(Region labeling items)
---

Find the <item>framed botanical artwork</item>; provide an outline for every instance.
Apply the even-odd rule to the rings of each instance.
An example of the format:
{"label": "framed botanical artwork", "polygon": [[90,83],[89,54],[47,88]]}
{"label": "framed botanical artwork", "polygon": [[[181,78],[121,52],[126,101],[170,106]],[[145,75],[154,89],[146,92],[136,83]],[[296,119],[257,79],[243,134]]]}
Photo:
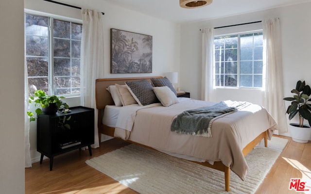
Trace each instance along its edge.
{"label": "framed botanical artwork", "polygon": [[152,36],[111,28],[110,73],[152,73]]}

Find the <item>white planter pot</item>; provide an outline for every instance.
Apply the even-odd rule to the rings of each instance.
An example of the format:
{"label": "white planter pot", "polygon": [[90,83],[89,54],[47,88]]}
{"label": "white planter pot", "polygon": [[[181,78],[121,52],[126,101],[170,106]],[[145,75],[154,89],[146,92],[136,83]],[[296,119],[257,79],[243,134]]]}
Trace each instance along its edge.
{"label": "white planter pot", "polygon": [[[296,126],[298,127],[296,127]],[[299,123],[290,124],[289,129],[292,139],[296,142],[307,143],[311,136],[311,128],[306,125],[303,128],[300,128],[299,126]]]}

---

- YOUR TASK -
Copy out the entire listing above line for line, without any changes, and omit the pictures.

- RESPONSE -
Find the <item>framed botanical artwork</item>; provide an outline for every instance.
Apply the even-odd rule to the rings of each instance.
An example of the format:
{"label": "framed botanical artwork", "polygon": [[90,83],[89,54],[47,88]]}
{"label": "framed botanical artwork", "polygon": [[[181,78],[121,52],[126,101],[170,106]],[[145,75],[154,89],[146,92],[136,83]],[[296,119],[257,79],[243,134]]]}
Photo:
Trace each instance along its edge.
{"label": "framed botanical artwork", "polygon": [[152,36],[111,28],[110,73],[152,73]]}

Find the <item>white planter pot</item>; provide an outline for every instance.
Apply the even-odd rule to the rings of each instance.
An example of the format:
{"label": "white planter pot", "polygon": [[90,83],[89,54],[47,88]]}
{"label": "white planter pot", "polygon": [[[181,78],[121,52],[126,101],[170,106]],[[145,75],[154,89],[146,92],[136,83]],[[296,119],[257,79],[243,134]]]}
Trace each instance along its edge.
{"label": "white planter pot", "polygon": [[[296,126],[298,127],[296,127]],[[299,123],[290,124],[289,129],[292,139],[296,142],[307,143],[311,136],[311,128],[306,125],[303,128],[300,128],[299,126]]]}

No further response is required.